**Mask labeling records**
◆ ◆ ◆ ◆ ◆
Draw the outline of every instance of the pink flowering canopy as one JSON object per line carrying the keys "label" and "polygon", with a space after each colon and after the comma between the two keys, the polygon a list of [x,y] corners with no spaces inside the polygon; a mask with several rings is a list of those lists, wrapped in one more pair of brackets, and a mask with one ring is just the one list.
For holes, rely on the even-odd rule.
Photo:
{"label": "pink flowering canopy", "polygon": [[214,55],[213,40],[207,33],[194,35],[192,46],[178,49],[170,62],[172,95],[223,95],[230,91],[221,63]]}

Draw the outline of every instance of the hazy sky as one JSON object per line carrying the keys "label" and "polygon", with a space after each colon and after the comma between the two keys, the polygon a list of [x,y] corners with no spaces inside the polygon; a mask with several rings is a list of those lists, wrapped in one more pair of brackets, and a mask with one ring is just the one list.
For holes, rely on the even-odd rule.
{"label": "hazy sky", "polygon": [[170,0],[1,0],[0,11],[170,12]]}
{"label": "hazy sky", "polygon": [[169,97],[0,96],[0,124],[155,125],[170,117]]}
◆ ◆ ◆ ◆ ◆
**Exercise directions**
Swap "Draw the outline" for "Trace the outline" everywhere it occurs in the records and give them again with nothing else altered.

**Solution**
Trace the outline of every instance of the pink flowering canopy as one JSON object per line carrying the keys "label" and "polygon", with a space after each colon and after the comma between the two keys, the polygon a list of [x,y] corners with no spaces inside the polygon; a mask with several rings is a list of those lists, wrapped in one more pair of brackets, and a mask with one ring is just the one list.
For holes, rely on the even-odd rule.
Photo:
{"label": "pink flowering canopy", "polygon": [[214,55],[213,40],[207,33],[194,35],[192,46],[178,49],[170,62],[172,95],[223,95],[230,91],[221,63]]}

Trace the outline of every instance of the hazy sky as one JSON object per line carrying the keys "label" and "polygon", with a space after each colon and after the comma between the two keys, the polygon a list of [x,y] corners with no spaces inside the polygon; a mask with several rings is a list of those lists, wrapped in one more pair of brackets, and a mask with one ring is just the one list.
For holes, rely on the even-odd rule.
{"label": "hazy sky", "polygon": [[170,0],[1,0],[0,11],[170,12]]}
{"label": "hazy sky", "polygon": [[169,97],[0,96],[0,124],[155,125],[170,117]]}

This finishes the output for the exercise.